[Your objective]
Copy out every line of the listing in which "surface" appears.

[Record excerpts]
-.-.-

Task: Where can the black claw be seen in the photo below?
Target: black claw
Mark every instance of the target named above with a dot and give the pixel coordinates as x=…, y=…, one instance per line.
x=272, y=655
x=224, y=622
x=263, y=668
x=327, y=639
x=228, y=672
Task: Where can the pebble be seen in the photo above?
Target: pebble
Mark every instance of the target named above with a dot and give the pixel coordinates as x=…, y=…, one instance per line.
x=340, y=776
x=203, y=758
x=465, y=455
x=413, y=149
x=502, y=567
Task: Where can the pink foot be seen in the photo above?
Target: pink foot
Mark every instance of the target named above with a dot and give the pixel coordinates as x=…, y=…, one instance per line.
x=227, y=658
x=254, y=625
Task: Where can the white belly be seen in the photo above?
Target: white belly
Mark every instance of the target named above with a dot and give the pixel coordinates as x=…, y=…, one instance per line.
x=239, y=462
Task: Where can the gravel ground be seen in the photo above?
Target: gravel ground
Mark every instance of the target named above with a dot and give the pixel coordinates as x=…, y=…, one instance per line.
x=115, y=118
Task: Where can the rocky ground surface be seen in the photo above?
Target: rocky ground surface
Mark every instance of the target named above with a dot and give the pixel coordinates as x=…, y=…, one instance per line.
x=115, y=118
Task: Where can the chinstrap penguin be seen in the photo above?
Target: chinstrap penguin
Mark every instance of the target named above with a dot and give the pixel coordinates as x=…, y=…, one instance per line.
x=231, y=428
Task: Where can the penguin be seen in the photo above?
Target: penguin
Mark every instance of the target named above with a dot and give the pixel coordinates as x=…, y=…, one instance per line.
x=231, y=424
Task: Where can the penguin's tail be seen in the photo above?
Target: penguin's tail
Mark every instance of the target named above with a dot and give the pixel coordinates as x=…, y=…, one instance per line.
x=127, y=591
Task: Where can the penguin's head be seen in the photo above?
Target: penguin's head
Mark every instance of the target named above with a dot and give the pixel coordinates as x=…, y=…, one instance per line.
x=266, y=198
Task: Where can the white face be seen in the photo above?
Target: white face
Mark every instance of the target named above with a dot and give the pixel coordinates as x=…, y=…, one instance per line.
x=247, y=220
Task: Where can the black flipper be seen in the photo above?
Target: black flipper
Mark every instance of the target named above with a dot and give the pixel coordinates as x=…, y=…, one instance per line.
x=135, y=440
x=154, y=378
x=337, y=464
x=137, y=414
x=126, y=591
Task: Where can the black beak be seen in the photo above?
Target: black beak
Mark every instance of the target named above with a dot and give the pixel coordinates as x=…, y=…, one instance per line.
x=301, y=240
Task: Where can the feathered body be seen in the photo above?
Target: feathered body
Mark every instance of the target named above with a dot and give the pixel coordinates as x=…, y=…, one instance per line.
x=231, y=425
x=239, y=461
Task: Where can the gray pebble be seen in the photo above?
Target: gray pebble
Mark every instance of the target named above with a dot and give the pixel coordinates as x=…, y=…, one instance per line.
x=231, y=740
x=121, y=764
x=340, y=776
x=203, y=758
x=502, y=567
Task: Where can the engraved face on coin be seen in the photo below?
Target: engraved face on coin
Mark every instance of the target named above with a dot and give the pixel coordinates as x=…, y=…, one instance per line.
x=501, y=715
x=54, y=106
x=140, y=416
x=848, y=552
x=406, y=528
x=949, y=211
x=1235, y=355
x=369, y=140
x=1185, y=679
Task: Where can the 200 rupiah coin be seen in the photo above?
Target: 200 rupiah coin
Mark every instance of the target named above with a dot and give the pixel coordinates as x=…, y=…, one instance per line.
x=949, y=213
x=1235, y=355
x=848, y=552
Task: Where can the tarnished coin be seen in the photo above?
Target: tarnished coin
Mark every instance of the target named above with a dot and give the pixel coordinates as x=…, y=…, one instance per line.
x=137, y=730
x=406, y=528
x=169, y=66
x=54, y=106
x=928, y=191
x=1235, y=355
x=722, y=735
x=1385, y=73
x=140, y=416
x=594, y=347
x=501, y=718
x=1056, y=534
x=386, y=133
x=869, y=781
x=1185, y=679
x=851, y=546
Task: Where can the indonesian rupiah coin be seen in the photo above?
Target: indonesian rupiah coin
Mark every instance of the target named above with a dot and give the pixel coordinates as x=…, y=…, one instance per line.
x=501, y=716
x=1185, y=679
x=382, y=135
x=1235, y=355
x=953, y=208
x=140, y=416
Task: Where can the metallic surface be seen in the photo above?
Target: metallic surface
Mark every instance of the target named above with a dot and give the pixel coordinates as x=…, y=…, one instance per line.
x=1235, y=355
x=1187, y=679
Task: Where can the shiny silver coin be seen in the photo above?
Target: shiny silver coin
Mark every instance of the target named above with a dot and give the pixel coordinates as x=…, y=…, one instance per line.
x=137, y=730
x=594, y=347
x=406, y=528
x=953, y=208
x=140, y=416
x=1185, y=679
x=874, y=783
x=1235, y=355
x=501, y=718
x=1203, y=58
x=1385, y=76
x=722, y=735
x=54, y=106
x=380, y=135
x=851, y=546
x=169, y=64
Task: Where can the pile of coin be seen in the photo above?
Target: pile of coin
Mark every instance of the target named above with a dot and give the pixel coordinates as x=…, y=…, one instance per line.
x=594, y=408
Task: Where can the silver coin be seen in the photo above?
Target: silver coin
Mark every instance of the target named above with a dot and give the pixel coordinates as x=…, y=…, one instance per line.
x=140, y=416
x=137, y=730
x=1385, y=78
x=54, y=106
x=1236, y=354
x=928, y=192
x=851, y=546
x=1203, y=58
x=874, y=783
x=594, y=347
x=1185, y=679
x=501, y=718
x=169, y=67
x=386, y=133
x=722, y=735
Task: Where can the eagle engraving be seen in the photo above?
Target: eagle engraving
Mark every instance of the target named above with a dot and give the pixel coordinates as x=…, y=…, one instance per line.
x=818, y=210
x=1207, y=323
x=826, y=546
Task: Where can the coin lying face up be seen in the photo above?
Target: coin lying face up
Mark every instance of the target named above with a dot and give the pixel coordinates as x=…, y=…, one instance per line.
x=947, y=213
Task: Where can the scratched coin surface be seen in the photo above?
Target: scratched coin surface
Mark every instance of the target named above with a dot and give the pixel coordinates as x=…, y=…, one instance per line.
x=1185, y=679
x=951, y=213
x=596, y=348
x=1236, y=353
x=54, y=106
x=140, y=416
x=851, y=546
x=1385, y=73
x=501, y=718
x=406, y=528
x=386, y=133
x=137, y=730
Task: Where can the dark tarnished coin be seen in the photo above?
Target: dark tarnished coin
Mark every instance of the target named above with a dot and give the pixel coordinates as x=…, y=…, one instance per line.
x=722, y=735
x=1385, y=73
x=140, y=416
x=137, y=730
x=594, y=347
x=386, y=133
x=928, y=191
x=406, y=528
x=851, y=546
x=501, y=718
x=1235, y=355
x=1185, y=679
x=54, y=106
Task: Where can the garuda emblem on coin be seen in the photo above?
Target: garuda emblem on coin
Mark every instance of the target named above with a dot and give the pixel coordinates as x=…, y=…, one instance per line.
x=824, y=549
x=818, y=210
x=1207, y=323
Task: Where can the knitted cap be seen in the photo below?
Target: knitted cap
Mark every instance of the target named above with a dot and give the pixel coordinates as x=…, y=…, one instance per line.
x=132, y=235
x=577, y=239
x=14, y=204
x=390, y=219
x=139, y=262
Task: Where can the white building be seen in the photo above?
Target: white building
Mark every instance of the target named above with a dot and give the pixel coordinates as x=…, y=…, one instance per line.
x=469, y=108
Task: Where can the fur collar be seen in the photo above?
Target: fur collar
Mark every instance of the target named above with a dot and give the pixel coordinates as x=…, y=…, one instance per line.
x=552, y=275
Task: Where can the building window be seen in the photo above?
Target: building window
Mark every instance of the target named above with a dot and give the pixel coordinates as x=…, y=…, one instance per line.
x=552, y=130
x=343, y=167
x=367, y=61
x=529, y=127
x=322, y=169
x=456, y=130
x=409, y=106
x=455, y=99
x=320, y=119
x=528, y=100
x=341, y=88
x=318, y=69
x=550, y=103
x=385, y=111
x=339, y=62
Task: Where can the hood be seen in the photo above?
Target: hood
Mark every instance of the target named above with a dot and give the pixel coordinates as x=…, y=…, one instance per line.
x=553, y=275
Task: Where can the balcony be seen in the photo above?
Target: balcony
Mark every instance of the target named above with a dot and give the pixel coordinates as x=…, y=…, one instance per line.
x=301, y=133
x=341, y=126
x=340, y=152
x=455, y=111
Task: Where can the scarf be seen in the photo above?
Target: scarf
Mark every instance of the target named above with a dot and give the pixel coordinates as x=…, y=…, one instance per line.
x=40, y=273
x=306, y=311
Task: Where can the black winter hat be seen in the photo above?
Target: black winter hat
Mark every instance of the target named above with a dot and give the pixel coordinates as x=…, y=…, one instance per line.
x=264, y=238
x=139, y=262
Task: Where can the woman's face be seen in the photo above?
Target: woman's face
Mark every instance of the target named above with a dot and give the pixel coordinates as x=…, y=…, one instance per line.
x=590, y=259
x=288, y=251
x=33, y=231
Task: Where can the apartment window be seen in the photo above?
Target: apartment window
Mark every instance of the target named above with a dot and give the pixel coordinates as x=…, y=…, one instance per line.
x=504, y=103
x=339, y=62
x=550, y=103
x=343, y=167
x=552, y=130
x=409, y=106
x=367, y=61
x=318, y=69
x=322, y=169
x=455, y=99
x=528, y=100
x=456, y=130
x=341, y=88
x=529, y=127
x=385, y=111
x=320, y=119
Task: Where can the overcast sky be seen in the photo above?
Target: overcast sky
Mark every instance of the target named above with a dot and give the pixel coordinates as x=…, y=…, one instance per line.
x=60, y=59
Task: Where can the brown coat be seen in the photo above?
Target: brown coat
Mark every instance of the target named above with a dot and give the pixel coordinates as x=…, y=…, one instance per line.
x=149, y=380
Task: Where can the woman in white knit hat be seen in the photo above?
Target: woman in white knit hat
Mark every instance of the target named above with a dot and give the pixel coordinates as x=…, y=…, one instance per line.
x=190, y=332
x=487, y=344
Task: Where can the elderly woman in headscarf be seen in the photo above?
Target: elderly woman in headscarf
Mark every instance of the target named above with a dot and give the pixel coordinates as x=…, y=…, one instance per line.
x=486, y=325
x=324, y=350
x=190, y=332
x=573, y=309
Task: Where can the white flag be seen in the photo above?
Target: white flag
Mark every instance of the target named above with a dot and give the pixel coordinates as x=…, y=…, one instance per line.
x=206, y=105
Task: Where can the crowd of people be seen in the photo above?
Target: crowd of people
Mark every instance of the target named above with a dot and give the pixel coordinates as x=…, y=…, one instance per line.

-.-.-

[Exercise result]
Task: Where can the rocky ground surface be seen in the photo above?
Target: rocky ground surface
Task: Where can the metallic surface be seen in the photo above?
Target: metallic surface
Task: Where can the scratched coin surface be seen in the photo above?
Target: scratched coin surface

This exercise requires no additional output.